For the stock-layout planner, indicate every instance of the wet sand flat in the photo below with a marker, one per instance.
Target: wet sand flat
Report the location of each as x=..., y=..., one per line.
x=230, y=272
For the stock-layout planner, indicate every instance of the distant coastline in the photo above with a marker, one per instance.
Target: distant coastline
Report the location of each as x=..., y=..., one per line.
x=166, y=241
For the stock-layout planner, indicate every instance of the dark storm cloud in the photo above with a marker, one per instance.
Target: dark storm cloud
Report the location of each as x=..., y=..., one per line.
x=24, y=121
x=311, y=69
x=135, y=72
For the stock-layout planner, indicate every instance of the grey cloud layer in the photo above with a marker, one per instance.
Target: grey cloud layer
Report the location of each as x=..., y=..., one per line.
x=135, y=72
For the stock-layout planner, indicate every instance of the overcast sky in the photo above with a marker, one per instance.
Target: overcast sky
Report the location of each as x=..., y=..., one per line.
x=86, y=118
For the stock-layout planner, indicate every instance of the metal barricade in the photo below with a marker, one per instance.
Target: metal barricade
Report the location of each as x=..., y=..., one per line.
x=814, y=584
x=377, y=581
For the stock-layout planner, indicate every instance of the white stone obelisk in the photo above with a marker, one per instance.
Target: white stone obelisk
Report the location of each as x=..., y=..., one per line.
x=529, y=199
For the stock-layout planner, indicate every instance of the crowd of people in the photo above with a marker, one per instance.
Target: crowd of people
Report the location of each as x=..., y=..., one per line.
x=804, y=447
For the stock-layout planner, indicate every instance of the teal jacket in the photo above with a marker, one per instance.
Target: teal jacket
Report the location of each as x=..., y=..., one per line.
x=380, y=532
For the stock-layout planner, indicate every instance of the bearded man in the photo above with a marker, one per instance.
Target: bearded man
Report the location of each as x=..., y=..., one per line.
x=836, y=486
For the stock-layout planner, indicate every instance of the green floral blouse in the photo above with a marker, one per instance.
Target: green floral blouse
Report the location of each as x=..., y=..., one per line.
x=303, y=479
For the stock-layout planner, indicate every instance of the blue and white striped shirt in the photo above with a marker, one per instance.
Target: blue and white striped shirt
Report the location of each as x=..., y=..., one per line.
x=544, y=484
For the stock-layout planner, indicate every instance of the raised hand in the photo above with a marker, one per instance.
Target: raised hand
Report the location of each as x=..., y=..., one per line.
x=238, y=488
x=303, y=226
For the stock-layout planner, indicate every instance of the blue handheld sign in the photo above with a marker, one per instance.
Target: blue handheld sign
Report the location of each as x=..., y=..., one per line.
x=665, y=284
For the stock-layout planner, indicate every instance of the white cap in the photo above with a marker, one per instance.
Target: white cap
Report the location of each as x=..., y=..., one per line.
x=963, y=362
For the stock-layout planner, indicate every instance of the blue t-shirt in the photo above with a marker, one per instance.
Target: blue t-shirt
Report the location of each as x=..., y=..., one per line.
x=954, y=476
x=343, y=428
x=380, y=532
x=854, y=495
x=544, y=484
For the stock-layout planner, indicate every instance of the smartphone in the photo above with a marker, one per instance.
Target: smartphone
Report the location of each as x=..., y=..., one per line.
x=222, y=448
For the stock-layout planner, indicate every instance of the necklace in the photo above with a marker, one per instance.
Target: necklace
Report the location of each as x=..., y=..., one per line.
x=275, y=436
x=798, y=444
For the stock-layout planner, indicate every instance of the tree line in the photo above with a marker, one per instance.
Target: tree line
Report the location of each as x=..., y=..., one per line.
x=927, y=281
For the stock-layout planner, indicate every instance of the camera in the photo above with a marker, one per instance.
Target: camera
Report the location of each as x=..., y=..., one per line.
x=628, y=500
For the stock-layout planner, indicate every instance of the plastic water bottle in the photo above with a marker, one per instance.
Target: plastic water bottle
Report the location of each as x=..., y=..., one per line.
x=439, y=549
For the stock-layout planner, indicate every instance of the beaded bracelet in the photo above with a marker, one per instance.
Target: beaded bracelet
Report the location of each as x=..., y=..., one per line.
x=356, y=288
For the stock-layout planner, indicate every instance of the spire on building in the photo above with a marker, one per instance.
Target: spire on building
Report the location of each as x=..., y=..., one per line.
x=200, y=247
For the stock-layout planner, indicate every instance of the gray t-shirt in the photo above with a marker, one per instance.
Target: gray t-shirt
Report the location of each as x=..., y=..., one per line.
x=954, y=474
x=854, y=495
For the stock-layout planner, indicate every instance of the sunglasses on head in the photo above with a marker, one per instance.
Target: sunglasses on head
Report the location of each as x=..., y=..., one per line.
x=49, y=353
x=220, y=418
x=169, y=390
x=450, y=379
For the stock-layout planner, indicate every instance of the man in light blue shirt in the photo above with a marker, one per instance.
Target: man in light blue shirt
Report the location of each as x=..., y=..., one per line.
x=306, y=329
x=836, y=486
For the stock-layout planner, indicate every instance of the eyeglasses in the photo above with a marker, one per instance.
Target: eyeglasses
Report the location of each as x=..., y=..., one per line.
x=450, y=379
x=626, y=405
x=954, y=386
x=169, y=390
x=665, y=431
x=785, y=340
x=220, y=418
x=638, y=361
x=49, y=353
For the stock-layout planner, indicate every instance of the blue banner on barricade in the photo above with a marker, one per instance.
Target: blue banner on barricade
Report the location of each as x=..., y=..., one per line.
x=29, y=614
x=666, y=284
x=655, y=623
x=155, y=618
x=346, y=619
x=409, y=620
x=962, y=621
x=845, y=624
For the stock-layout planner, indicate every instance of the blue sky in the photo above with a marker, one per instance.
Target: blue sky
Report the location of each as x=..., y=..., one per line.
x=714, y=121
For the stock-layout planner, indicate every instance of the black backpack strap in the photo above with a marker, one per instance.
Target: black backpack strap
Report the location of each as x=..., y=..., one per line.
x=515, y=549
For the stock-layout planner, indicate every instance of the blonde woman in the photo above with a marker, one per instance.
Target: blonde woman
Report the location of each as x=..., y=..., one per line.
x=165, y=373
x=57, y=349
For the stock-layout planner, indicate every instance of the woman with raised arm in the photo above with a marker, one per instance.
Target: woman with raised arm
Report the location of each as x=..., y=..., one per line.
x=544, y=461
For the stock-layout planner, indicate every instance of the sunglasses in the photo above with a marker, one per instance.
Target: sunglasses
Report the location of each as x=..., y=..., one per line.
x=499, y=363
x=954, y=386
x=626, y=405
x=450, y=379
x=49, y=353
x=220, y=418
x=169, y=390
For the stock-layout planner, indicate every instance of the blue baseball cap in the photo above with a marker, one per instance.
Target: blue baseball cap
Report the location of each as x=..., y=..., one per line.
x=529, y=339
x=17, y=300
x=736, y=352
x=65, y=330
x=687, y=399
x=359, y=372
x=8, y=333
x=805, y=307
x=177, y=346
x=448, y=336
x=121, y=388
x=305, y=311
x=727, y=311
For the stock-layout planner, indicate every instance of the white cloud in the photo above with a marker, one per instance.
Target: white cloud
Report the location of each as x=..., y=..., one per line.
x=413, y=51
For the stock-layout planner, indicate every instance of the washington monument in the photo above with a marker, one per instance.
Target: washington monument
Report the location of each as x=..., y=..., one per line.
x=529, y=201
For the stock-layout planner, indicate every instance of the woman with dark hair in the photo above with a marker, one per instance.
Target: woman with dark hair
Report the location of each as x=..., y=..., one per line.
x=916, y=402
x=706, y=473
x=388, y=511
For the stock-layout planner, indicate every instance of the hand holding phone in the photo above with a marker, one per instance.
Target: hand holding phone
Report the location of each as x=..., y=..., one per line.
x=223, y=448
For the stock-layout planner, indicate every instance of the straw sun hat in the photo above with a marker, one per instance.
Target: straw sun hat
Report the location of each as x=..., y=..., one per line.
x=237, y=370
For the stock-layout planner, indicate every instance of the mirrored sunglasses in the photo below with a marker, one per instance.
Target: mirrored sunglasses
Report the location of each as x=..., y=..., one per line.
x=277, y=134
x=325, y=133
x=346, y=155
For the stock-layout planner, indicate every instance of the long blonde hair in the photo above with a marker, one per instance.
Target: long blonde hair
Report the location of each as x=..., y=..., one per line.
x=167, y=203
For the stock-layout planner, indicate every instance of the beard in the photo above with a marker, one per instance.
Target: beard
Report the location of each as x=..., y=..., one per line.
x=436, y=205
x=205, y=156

□ □ □

▸ **Objective**
Repeat the lines of the listing word for word, from the line with "the white cap" up to and including the line with "x=628, y=500".

▸ **Reply**
For the stock-layout planner, indicate every instance of the white cap in the photo above with a marker, one per instance.
Target: white cap
Report the location of each as x=..., y=..., one per line.
x=963, y=362
For the stock-layout planner, indicate every instance of the blue t-shirt in the photo above with a marker, one per instance.
Target: blue t-shirt
Report the location of each as x=..., y=..., one per line.
x=954, y=476
x=343, y=428
x=380, y=532
x=854, y=495
x=544, y=484
For the stock-layout planner, indicate every instance of the smartphone in the photo above with a marker, one per instance.
Target: smartphone
Report the location of each as x=..., y=..., one per line.
x=222, y=448
For the stock-layout planner, indicate every instance of the necklace in the photo above with a marker, one per instance.
Target: necklace
Report the location of each as x=..., y=..., one per line.
x=275, y=436
x=798, y=444
For the stock-layout planner, indicate every instance of the tree line in the photo above with a marker, one per instance.
Target: tree line
Report the location of each as x=..., y=..., one per line.
x=927, y=281
For the stock-layout planner, indicate every instance of the camera in the photo above with a marker, one per instance.
Target: camera
Report the location of each as x=..., y=..., one per line.
x=628, y=500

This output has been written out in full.